[Brief]: Every line of the material below must be repeated exactly.

(Position annotation records)
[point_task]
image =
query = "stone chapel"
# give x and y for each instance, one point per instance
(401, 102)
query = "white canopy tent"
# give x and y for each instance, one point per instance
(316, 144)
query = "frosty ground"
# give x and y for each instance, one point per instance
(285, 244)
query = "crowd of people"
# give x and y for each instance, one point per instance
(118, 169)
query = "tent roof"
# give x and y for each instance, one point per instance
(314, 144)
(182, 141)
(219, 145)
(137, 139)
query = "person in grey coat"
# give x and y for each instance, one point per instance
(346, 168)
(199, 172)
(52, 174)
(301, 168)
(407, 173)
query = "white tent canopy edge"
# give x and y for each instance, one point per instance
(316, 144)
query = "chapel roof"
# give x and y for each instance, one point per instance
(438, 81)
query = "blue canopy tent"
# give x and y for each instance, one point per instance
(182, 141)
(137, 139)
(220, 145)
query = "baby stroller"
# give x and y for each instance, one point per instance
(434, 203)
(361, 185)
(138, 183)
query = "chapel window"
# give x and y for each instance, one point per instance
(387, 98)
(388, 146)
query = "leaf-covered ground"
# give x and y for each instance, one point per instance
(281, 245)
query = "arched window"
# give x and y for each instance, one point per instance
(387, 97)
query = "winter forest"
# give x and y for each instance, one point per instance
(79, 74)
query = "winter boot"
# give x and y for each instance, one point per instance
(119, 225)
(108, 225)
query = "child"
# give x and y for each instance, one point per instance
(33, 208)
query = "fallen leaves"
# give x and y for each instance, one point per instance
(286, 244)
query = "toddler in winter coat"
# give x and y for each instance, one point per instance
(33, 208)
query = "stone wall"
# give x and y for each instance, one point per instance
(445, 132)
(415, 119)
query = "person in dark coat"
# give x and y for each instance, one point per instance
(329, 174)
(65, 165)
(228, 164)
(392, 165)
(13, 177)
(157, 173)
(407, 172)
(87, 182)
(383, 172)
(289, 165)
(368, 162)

[Exercise answer]:
[point_task]
image =
query = "stone chapel"
# give x and y for each instance, one point per instance
(401, 102)
query = "white canopy tent"
# give x and y for each instance, one point per instance
(316, 144)
query = "frosty ground"
# give x and y for each instance, one point per instance
(285, 244)
query = "crowd of people"
# give x and y for each instance, one point per instance
(118, 169)
query = "tent roof"
# give x and y for each instance, one point per instance
(314, 144)
(182, 141)
(219, 145)
(137, 139)
query = "person in grey coat"
# give x and y for each instance, one point per instance
(346, 168)
(199, 172)
(52, 174)
(301, 168)
(407, 173)
query = "white tent canopy edge"
# give x and y for each instance, one point per instance
(316, 144)
query = "chapel roof"
# give x and y for each instance, one point per instance
(438, 81)
query = "blue canopy tent"
# give x and y for each instance, one point per instance
(182, 141)
(137, 139)
(220, 145)
query = "baby stroller"
# give x and y for each instance, one point per instance
(434, 203)
(361, 185)
(138, 183)
query = "chapel window"
# give x and y for each instance, one point per instance
(387, 98)
(388, 146)
query = "leaf-covered ground"
# give x and y for each instance, one point per instance
(281, 245)
query = "arched window"
# give x and y for each instance, one point per instance
(387, 97)
query = "winter forest"
# give x and y for each instance, one point per instance
(79, 74)
query = "winter boot"
# give x and y for each instance, one point per instance
(119, 225)
(108, 225)
query = "child"
# give x and y for each instance, one point per instance
(33, 208)
query = "fallen leaves"
# give x and y for each instance, one point per instance
(286, 244)
query = "toddler in winter coat"
# give x and y for each instance, one point per instance
(33, 208)
query = "stone wall"
# give x and y for each instance, one point per instance
(445, 132)
(415, 119)
query = "person in dark coat"
# give x and y for each instance, one point per instance
(329, 174)
(65, 165)
(228, 164)
(392, 165)
(13, 177)
(157, 173)
(407, 172)
(87, 182)
(383, 172)
(289, 165)
(368, 162)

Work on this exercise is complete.